In the listing that follows, count the lines that include "below", and answer with the total alone.

[Exercise input]

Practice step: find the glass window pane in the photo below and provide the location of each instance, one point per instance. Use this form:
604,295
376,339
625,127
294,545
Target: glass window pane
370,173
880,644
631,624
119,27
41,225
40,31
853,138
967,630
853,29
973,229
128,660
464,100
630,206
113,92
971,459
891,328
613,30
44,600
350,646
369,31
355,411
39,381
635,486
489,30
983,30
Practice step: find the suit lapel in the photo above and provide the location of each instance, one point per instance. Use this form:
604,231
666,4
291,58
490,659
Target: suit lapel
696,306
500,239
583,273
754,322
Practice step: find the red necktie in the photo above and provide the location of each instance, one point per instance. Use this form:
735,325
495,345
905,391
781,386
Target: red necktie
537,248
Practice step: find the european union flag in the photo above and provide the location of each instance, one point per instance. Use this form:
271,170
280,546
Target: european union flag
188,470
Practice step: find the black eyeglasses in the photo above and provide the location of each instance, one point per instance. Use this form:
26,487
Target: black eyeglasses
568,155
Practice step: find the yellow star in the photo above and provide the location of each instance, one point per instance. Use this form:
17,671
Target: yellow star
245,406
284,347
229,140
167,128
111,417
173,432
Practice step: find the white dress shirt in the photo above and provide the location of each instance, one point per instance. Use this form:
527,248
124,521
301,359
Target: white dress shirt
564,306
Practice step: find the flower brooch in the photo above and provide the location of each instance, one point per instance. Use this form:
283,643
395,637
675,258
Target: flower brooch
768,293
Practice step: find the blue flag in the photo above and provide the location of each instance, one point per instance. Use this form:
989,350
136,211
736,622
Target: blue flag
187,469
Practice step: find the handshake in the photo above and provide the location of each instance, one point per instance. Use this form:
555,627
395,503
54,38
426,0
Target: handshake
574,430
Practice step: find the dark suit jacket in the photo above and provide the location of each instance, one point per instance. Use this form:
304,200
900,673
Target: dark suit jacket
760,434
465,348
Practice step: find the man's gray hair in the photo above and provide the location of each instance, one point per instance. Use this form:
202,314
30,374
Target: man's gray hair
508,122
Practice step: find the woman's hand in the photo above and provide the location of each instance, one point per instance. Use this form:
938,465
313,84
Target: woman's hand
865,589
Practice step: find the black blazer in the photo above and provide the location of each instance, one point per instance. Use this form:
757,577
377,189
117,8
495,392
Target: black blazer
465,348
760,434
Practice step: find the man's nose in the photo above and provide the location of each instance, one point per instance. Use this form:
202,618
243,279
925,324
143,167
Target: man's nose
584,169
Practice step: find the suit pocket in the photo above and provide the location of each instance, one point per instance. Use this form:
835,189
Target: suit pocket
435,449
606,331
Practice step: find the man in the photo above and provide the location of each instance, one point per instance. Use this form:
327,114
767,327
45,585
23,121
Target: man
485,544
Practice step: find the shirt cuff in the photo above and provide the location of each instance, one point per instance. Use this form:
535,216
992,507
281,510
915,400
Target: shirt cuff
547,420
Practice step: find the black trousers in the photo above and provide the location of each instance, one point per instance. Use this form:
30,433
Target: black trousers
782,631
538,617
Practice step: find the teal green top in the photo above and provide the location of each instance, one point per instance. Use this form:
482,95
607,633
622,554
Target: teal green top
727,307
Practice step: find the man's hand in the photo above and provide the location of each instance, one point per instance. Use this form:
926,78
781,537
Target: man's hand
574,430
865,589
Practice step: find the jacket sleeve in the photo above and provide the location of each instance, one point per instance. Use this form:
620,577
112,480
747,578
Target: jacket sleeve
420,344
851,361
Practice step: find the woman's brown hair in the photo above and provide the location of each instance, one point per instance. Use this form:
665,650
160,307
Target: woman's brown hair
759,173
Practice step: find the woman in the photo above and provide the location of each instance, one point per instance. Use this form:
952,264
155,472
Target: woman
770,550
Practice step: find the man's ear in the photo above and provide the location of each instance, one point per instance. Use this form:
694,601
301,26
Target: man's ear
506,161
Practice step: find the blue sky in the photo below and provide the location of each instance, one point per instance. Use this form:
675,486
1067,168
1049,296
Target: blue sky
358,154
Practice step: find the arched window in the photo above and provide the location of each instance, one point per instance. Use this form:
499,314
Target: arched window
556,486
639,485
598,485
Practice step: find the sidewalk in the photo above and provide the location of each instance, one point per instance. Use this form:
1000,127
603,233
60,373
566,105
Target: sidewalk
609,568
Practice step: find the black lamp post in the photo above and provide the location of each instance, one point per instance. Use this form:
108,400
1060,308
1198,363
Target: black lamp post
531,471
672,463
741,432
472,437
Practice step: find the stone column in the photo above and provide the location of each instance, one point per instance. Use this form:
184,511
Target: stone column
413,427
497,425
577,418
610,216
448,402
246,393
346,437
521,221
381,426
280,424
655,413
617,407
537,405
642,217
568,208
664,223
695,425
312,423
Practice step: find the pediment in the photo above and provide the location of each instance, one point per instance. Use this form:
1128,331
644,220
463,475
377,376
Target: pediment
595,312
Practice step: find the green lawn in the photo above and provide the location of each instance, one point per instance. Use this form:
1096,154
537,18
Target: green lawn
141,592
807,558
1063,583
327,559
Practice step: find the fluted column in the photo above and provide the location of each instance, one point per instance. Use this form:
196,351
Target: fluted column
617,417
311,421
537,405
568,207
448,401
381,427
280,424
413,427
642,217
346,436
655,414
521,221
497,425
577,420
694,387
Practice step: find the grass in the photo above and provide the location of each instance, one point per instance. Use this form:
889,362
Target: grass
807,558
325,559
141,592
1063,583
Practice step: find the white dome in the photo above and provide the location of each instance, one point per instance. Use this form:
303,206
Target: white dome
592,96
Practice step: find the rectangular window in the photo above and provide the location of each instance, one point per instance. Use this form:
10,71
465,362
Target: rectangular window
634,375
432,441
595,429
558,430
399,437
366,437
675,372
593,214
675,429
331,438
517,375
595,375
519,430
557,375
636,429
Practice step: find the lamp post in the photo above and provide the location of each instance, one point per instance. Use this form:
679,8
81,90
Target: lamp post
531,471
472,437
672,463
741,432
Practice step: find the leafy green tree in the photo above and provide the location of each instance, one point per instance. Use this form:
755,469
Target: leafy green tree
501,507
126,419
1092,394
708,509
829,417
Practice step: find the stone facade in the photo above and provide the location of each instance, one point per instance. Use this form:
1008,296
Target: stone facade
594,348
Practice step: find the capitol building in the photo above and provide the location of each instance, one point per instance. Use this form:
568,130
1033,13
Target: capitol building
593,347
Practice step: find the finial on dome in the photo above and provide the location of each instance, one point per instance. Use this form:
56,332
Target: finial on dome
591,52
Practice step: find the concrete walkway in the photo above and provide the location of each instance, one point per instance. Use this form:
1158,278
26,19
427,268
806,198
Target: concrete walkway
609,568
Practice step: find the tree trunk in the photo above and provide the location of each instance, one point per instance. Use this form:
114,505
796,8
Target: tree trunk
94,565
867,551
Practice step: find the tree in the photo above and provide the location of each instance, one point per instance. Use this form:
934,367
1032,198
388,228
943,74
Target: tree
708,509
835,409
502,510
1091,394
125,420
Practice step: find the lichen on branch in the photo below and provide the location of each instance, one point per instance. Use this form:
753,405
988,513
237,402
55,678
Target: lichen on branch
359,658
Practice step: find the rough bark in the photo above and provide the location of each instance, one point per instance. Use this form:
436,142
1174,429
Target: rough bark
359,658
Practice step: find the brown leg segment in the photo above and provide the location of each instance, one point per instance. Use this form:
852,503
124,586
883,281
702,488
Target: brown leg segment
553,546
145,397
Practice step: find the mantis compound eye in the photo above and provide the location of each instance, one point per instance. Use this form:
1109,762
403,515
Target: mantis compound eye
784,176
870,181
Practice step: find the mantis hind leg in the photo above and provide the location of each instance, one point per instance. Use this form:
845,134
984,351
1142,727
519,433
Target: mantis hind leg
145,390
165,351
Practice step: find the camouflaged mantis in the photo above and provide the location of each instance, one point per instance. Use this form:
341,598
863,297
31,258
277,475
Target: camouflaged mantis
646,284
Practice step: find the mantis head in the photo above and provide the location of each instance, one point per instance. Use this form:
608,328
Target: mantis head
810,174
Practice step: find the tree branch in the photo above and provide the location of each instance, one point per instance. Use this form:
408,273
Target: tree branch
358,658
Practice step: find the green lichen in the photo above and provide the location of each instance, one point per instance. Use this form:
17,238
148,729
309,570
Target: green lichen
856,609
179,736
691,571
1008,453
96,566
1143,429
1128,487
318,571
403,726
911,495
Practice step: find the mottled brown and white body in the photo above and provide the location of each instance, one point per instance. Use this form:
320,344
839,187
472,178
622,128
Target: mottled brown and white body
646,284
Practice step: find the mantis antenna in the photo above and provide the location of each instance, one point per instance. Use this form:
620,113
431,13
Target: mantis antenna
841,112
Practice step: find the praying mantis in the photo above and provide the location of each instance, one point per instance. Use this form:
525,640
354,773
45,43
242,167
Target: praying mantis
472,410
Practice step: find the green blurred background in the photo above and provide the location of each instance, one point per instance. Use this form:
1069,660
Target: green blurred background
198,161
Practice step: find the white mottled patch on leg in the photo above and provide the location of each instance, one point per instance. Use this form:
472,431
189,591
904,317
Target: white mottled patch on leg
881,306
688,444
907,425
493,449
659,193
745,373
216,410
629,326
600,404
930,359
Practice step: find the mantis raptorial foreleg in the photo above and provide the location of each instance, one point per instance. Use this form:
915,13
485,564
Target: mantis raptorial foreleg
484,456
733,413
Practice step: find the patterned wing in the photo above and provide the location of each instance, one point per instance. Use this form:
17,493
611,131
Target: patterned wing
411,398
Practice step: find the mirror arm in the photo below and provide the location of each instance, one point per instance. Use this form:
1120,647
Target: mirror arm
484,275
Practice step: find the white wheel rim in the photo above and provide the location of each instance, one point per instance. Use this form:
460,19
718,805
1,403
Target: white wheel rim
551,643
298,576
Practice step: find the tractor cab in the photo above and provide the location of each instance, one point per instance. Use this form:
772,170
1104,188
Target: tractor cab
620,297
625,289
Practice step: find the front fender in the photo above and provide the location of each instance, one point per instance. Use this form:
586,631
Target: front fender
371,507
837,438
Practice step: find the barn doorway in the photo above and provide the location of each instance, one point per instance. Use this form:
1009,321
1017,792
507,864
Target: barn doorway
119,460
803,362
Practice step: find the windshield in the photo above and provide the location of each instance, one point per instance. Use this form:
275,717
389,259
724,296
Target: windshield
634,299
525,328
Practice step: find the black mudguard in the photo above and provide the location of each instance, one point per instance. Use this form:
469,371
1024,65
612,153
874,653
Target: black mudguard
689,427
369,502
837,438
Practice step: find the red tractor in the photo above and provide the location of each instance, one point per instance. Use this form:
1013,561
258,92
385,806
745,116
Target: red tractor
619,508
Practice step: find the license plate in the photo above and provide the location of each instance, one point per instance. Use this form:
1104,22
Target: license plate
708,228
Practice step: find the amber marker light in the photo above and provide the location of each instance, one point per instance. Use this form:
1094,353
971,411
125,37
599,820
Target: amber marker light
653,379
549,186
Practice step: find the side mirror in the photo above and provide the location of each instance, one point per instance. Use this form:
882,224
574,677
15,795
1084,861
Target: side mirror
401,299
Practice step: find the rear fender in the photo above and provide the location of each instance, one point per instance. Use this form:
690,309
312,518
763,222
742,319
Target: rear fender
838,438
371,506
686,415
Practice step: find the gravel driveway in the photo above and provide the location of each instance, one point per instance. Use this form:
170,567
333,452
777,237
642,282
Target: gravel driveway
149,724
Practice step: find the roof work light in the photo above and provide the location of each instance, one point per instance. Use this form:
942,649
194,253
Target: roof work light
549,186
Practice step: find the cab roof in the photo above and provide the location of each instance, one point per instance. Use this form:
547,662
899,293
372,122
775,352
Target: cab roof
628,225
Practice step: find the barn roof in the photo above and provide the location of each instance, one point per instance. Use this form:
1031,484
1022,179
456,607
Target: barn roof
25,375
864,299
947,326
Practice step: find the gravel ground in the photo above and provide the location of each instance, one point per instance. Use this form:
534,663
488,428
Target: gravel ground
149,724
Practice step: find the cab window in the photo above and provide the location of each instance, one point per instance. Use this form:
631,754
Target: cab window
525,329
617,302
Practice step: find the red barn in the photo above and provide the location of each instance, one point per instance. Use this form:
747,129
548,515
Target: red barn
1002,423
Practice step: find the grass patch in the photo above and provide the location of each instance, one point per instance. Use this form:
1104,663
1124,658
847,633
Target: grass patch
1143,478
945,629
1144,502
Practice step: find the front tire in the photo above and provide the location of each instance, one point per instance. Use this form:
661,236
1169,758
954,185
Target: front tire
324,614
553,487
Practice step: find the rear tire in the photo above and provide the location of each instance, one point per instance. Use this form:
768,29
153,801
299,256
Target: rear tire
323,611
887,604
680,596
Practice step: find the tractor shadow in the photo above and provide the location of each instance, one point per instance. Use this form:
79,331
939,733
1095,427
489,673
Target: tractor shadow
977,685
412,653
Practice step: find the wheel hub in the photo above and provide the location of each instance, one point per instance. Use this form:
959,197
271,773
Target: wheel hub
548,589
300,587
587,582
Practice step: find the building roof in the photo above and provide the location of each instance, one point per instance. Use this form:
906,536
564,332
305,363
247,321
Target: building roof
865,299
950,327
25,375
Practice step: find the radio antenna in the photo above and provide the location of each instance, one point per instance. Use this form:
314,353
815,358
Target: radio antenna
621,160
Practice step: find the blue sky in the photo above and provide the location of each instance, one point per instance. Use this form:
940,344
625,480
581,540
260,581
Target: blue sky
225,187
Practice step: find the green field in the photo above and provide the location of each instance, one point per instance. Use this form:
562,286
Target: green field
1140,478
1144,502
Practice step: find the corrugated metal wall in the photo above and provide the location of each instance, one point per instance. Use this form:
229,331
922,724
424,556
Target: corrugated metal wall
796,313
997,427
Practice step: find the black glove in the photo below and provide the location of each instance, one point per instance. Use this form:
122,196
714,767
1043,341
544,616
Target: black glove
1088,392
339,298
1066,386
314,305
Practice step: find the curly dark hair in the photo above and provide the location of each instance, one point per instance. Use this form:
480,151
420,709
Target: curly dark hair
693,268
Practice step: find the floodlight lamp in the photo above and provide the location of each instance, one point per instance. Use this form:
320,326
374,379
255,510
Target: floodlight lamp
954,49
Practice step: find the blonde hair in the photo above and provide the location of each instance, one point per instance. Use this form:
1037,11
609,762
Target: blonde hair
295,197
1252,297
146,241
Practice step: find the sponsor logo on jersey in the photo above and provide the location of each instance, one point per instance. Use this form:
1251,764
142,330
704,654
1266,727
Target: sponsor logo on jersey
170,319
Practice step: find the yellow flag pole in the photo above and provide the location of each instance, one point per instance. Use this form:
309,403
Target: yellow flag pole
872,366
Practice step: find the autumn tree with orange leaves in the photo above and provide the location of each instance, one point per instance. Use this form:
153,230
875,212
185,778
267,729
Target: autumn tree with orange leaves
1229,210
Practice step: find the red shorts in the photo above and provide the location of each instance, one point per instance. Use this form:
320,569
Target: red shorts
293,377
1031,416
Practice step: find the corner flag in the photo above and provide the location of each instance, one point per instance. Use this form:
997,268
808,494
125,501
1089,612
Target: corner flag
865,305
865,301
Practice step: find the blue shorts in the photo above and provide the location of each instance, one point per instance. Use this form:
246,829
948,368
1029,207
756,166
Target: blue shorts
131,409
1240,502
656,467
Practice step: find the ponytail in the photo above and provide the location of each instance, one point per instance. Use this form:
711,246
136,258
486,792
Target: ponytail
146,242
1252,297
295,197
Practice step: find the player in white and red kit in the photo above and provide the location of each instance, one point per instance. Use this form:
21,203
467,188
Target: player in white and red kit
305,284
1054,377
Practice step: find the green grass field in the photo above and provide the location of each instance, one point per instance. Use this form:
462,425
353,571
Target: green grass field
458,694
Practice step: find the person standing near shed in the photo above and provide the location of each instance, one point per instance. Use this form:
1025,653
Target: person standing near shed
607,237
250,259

[/Exercise input]

* Output of the exercise *
5